-- DOCUMENT PASSAGE start --

I’M reading a fascinating new book called “Why Nations Fail.” The more you read it, the more you appreciate what a fool’s errand we’re on in Afghanistan and how much we need to totally revamp our whole foreign aid strategy. But most intriguing are the warning flares the authors put up about both America and China.

Co-authored by the M.I.T. economist Daron Acemoglu and the Harvard political scientist James A. Robinson, “Why Nations Fail” argues that the key differentiator between countries is “institutions.” Nations thrive when they develop “inclusive” political and economic institutions, and they fail when those institutions become “extractive” and concentrate power and opportunity in the hands of only a few.

“Inclusive economic institutions that enforce property rights, create a level playing field, and encourage investments in new technologies and skills are more conducive to economic growth than extractive economic institutions that are structured to extract resources from the many by the few,” they write.

“Inclusive economic institutions, are in turn supported by, and support, inclusive political institutions,” which “distribute political power widely in a pluralistic manner and are able to achieve some amount of political centralization so as to establish law and order, the foundations of secure property rights, and an inclusive market economy.” Conversely, extractive political institutions that concentrate power in the hands of a few reinforce extractive economic institutions to hold power.

Acemoglu explained in an interview that their core point is that countries thrive when they build political and economic institutions that “unleash,” empower and protect the full potential of each citizen to innovate, invest and develop. Compare how well Eastern Europe has done since the fall of communism with post-Soviet states like Georgia or Uzbekistan, or Israel versus the Arab states, or Kurdistan versus the rest of Iraq. It’s all in the institutions.

-- DOCUMENT PASSAGE end --
-- MATERIAL PROVIDED start --

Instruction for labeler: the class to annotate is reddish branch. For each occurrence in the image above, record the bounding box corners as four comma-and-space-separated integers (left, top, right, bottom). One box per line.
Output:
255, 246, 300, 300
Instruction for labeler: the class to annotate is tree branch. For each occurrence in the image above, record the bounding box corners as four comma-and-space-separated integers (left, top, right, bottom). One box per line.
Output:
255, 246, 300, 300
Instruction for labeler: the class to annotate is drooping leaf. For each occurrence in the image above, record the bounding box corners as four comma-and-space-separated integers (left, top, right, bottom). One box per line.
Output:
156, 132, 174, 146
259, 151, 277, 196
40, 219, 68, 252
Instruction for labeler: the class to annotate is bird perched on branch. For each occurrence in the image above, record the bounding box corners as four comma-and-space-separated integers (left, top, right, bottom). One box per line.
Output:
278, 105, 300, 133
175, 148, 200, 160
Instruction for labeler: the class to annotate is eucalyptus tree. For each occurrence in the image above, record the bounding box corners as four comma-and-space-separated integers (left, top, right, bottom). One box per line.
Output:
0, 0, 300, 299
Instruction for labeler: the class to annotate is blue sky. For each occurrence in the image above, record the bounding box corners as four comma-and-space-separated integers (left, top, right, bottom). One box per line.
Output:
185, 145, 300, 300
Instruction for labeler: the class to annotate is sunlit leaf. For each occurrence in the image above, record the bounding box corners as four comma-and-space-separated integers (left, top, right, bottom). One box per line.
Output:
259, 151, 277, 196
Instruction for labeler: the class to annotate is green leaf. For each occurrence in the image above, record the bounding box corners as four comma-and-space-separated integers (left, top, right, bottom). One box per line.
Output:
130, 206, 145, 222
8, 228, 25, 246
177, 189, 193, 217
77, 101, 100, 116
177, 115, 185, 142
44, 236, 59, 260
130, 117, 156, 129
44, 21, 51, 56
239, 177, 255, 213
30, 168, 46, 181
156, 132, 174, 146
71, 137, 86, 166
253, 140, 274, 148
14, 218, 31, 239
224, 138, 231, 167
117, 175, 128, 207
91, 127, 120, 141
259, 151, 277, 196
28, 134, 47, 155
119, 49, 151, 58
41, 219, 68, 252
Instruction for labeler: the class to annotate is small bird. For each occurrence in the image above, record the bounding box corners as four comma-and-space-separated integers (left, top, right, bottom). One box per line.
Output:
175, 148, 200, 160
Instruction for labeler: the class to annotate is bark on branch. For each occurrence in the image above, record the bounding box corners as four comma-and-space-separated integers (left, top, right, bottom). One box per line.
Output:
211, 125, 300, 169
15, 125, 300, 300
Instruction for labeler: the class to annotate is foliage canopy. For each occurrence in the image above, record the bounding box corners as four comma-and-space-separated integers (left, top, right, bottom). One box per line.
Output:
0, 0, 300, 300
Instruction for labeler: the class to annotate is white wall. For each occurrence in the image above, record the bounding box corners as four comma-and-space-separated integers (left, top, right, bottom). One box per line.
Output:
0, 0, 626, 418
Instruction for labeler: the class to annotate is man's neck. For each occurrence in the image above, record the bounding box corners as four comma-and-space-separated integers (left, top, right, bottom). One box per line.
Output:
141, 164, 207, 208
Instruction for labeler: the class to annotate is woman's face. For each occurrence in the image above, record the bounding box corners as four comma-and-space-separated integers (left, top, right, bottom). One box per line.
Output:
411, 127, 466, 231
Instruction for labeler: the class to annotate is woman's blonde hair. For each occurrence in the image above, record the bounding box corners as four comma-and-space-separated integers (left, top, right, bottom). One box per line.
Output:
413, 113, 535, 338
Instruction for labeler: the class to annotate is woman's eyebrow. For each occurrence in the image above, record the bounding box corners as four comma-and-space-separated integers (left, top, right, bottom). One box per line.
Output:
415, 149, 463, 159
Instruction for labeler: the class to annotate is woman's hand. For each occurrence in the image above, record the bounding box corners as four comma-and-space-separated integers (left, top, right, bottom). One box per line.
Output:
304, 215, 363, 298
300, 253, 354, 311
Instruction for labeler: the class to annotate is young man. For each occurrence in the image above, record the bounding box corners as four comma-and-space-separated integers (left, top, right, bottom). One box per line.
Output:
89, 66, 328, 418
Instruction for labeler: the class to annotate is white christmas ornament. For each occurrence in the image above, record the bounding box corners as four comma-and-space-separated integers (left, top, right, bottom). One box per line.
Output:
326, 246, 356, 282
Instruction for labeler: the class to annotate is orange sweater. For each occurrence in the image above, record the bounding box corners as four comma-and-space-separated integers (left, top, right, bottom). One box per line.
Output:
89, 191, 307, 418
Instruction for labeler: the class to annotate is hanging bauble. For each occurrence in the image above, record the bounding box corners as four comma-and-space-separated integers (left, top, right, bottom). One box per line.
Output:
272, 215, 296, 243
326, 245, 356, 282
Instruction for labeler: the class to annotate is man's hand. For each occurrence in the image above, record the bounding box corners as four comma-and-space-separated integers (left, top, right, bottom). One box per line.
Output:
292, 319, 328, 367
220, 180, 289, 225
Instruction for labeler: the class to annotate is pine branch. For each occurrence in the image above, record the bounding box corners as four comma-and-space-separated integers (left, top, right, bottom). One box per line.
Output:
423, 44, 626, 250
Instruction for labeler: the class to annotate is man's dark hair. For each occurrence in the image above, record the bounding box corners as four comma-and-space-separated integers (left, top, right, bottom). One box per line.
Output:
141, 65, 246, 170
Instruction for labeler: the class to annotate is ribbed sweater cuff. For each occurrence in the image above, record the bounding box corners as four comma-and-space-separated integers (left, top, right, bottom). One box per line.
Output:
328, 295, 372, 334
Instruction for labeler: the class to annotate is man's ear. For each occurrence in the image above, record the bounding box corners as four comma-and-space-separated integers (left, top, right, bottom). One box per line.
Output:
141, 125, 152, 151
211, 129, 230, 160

-- MATERIAL PROVIDED end --

- WHAT TO WORK ON
Reproduce the passage on national institutions starting at "I’M reading a" and ending at "America and China.", substituting "compelling" for "fascinating".

- RESULT
I’M reading a compelling new book called “Why Nations Fail.” The more you read it, the more you appreciate what a fool’s errand we’re on in Afghanistan and how much we need to totally revamp our whole foreign aid strategy. But most intriguing are the warning flares the authors put up about both America and China.